He added: “In the same way chatbots can answer the customer, it can answer the broker also [and] even the claims handler or underwriter – the people in insurance become more like assistants. There are lots of applications where users can ask about the content of the policy and what it covers.
“It gets quite useful when you have very complex policies, [as] it helps identify key parts.”
LLM-based chatbots can even be used to generate emails or PDFs, which is particularly useful where handling volume becomes important.
More pervasive
For some insurtechs, AI has been placed at the heart of the product offering.
Richard Hartley, Cytora chief executive, said: “Since LLMs have become more pervasive and available, we started tuning and virtualising our lens to the risk domain, as [LLMs] can understand risk information.”
Cytora utilises LLMs to streamline risk interpretation that previously required many risk professionals to read various documents to identify declarations.
Hartley continued: “It’s really soul destroying, it’s such a manual process that is repeated over and over again.
”So, one way we use LLMs is to streamline that whole process – new declarations are auto approved in an easy workflow. Even if there are small differences from the insurer’s own questions, they can approve that new declaration in a couple of seconds and the platform continues to learn about that.”
However, LLMs are also useful for improving a process that Cytora refers to as “chain of thought”. This is a where the LLM is “educated” to think like a risk professional, such as by learning how to extract claims information from a broker submission.
When done manually, information in a submission might be presented in various formats, usually over email via attachements.
Data privacy
LLMs, like any technology, present their own challenges that must be overcome.
Hartley noted that the issue of having to sort through manual documents was “most prevalent” in commercial lines underwriting and claims management because risk information was more complex, compared to most risk information in personal lines being more simple and open to standardisation.
“The value of AI in the risk domain will be disproportionately high because it will enable analogue data [to be turned] into digital information accurately,” Hartley continued.
Sibony noted that the increasing adoption of LLMs raises some issues around “security and data privacy,” especially around the handling of sensitive data.
He said: “But [problems are] completely solvable – it just requires insurers to have the right levels of security and infrastructure in place.”

[Source material]
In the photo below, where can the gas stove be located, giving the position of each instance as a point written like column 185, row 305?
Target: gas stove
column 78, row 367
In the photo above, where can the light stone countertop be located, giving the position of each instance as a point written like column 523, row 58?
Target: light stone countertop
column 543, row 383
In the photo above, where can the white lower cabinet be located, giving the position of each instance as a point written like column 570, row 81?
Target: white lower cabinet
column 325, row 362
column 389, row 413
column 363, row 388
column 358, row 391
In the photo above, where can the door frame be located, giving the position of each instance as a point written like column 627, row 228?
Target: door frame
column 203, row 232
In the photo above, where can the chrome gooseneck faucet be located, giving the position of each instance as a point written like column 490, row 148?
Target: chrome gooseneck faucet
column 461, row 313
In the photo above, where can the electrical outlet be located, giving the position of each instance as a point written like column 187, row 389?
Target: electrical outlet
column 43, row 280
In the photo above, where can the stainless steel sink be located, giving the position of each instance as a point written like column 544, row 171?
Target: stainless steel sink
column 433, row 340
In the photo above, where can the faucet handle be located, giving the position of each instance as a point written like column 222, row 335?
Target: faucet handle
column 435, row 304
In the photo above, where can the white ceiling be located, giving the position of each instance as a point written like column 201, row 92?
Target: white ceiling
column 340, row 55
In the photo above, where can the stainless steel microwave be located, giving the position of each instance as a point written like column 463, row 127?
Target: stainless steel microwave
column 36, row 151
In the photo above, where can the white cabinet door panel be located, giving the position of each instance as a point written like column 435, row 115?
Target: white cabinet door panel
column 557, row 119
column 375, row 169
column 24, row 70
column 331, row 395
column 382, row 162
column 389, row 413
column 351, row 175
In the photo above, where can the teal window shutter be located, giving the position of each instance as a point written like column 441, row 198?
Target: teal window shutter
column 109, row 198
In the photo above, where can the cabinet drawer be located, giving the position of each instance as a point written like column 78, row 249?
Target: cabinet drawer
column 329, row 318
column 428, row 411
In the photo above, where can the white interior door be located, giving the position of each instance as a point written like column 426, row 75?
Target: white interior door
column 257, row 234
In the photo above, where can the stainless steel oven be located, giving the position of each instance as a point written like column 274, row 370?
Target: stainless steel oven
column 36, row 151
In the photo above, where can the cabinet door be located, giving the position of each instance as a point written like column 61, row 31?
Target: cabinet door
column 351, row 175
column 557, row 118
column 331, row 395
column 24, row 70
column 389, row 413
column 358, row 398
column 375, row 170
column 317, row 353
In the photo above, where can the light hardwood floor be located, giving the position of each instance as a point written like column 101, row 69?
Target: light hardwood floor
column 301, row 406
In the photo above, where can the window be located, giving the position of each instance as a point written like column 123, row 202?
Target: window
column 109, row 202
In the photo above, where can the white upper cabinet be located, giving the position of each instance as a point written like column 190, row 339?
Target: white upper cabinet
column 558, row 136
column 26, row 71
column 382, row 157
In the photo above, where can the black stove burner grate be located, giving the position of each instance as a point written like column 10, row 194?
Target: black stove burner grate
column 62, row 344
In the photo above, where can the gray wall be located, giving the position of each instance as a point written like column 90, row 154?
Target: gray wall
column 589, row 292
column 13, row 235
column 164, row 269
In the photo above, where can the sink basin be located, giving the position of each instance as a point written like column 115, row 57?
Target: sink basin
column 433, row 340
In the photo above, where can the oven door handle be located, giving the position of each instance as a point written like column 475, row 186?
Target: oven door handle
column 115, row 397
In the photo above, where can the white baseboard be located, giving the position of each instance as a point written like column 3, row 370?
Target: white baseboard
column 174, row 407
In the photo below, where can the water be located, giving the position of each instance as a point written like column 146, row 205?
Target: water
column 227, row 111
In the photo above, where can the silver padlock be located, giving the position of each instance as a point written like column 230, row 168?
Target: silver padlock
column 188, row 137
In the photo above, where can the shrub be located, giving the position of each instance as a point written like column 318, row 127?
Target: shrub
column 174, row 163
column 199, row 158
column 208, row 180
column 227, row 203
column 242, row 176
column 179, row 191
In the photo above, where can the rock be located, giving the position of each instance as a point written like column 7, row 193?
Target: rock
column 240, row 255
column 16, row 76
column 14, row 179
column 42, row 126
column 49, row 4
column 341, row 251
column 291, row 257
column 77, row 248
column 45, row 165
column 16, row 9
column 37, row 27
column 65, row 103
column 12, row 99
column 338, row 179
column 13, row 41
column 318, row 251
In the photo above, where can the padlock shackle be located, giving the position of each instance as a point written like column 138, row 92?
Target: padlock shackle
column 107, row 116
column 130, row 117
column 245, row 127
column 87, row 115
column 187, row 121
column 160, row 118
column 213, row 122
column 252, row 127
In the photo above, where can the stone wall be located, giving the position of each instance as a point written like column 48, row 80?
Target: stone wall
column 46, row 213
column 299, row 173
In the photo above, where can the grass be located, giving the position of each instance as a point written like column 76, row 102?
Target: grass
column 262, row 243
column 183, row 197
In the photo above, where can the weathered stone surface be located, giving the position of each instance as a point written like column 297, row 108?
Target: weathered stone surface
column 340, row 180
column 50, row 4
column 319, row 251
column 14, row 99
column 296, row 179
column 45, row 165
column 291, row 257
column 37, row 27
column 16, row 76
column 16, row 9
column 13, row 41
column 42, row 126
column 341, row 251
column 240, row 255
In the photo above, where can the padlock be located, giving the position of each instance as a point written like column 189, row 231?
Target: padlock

[To do]
a – In the article on LLMs in insurance, what position does Richard Hartley hold at Cytora?
b – List every person or role that the article on LLMs in insurance says chatbots can answer.
The lines are a separate set of material, unrelated to the article on LLMs in insurance.

[Written responses]
a – Chief executive.

b – The customer, the broker, the claims handler, and the underwriter.